◆ Directions: Find the word "neck" in the records and copy every line where it occurs.

[Segmentation mask data]
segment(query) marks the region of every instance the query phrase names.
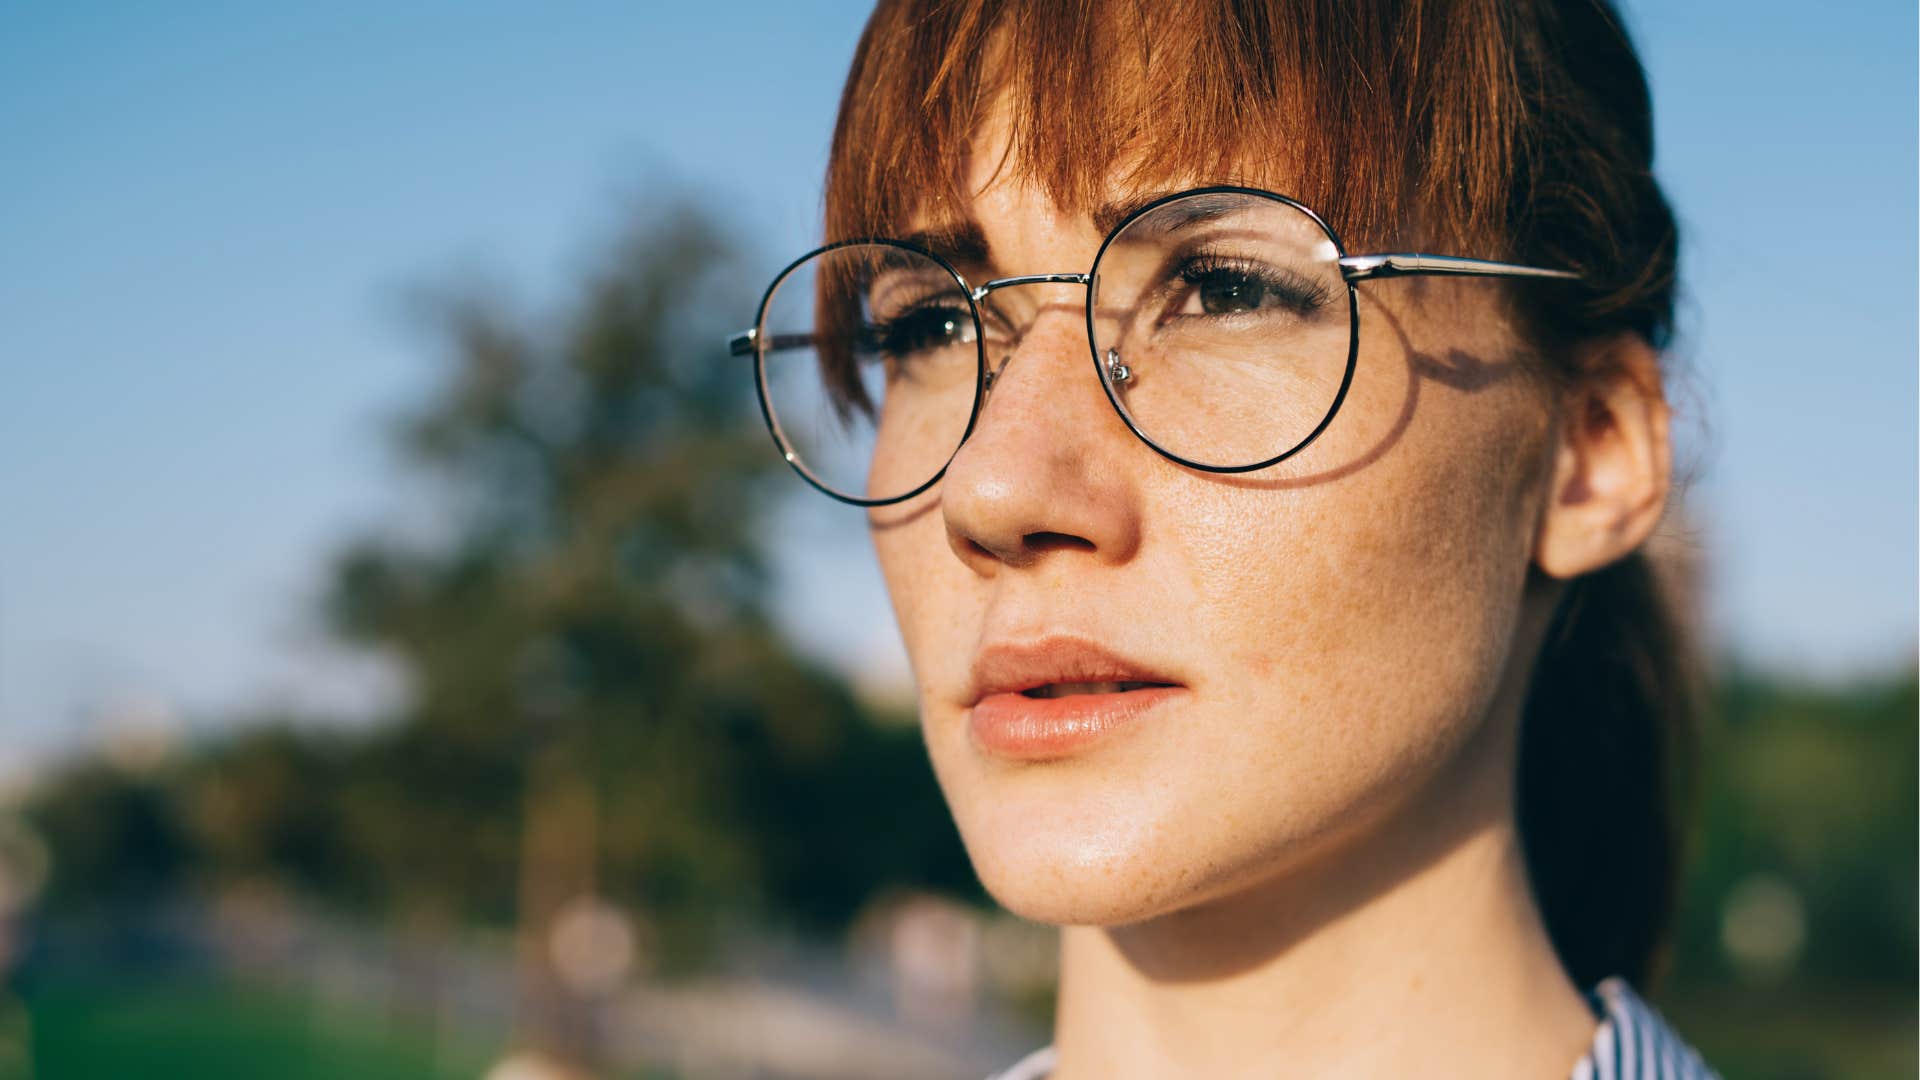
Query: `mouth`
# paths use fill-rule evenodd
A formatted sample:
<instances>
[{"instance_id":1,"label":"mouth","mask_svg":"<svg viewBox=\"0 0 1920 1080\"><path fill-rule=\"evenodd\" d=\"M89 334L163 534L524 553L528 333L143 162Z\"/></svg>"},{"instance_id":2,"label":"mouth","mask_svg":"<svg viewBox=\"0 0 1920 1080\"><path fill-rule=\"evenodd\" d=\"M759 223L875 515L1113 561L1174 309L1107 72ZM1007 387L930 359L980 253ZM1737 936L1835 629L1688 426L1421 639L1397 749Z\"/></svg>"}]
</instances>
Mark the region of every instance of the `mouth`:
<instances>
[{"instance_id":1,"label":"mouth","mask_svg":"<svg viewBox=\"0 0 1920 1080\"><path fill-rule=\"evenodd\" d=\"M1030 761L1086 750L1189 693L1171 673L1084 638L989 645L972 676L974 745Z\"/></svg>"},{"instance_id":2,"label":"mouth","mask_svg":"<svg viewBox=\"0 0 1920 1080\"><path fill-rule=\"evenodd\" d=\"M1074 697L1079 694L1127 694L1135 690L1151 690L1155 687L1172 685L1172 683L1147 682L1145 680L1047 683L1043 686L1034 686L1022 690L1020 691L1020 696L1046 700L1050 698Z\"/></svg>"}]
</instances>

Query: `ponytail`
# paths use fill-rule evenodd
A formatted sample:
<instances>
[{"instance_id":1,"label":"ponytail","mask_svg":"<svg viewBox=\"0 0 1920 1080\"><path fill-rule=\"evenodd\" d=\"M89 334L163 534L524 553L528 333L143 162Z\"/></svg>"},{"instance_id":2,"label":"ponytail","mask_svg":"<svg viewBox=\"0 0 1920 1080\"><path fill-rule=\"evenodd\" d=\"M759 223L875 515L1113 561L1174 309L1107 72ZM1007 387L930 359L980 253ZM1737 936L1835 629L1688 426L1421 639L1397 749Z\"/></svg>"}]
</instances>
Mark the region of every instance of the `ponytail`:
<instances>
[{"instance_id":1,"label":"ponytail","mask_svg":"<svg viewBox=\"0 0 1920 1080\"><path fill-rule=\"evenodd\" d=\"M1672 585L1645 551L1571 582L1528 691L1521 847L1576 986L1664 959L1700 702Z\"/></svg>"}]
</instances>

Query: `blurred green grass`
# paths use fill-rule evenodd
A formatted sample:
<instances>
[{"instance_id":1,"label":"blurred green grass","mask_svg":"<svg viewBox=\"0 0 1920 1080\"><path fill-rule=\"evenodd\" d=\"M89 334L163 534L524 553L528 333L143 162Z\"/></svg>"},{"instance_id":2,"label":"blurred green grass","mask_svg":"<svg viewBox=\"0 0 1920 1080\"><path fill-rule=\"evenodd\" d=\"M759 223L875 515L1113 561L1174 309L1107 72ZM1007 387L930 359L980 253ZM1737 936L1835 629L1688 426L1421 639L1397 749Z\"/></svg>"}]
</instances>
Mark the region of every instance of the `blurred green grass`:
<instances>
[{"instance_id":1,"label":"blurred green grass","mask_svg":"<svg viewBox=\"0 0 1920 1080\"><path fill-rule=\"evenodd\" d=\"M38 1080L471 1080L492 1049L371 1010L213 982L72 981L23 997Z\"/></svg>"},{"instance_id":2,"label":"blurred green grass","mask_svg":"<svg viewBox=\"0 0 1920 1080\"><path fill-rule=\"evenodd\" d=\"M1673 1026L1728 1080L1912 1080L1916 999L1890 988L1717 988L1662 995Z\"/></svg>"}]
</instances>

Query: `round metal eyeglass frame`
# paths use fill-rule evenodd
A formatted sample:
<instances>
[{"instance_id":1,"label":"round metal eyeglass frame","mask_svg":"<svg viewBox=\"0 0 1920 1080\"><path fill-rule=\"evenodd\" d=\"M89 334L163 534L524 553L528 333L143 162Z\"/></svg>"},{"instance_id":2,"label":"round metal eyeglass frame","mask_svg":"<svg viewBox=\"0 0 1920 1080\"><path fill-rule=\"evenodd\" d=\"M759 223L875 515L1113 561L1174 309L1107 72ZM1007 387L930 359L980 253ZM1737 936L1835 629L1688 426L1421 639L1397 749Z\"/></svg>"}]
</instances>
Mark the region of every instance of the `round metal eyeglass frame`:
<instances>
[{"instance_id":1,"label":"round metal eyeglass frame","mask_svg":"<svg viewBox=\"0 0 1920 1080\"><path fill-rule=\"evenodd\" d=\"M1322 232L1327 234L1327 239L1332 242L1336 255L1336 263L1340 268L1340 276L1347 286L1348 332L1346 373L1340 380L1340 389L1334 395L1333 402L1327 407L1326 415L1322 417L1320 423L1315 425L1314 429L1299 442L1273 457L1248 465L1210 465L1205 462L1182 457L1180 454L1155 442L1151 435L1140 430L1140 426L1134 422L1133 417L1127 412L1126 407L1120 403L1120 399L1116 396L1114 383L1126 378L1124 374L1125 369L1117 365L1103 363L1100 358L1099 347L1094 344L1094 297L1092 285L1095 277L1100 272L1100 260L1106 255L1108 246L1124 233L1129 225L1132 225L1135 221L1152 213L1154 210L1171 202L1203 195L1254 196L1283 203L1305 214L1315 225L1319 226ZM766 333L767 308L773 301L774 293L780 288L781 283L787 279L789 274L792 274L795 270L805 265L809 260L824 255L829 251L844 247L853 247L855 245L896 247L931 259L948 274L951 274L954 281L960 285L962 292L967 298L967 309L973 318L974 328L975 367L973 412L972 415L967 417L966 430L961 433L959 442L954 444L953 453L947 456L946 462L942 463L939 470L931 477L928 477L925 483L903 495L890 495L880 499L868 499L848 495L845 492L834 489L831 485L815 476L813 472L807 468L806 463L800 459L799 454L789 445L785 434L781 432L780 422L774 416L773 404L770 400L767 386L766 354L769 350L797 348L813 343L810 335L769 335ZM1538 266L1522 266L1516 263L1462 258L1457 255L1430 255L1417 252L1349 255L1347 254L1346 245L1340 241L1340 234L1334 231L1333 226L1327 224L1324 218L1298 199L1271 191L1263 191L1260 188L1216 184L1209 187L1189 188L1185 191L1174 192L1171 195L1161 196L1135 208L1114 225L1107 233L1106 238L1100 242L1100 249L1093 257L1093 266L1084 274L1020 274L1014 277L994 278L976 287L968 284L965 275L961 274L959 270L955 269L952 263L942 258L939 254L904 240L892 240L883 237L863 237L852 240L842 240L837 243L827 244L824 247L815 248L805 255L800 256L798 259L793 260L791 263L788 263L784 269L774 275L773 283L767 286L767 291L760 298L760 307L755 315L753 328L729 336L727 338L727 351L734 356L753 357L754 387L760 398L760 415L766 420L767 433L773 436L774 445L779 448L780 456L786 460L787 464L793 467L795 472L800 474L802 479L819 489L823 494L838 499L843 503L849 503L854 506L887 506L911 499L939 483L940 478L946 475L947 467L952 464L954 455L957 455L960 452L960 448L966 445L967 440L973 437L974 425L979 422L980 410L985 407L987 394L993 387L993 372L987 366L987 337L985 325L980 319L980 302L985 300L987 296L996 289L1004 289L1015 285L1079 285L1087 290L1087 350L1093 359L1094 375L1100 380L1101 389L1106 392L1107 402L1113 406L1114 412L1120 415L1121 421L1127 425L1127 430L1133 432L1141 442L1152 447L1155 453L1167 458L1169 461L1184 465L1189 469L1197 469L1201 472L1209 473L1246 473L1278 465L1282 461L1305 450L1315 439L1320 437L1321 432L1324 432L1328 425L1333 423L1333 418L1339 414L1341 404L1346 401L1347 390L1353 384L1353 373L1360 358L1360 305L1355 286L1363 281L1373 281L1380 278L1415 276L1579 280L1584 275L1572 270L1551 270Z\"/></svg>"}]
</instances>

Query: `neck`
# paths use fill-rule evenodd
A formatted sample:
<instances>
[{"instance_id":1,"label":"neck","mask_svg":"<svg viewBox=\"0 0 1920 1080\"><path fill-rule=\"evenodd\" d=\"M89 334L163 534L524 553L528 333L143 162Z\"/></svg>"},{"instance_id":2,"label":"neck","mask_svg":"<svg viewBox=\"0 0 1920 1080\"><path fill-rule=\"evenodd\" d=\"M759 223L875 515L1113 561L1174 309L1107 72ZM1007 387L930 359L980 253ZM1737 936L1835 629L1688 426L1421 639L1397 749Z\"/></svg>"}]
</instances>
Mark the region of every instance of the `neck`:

◆ Task response:
Query: `neck`
[{"instance_id":1,"label":"neck","mask_svg":"<svg viewBox=\"0 0 1920 1080\"><path fill-rule=\"evenodd\" d=\"M89 334L163 534L524 553L528 333L143 162Z\"/></svg>"},{"instance_id":2,"label":"neck","mask_svg":"<svg viewBox=\"0 0 1920 1080\"><path fill-rule=\"evenodd\" d=\"M759 223L875 515L1113 561L1174 309L1107 72ZM1007 387L930 359L980 253ZM1737 936L1835 629L1688 426L1421 639L1397 749Z\"/></svg>"}]
Mark the region of every instance of the `neck`:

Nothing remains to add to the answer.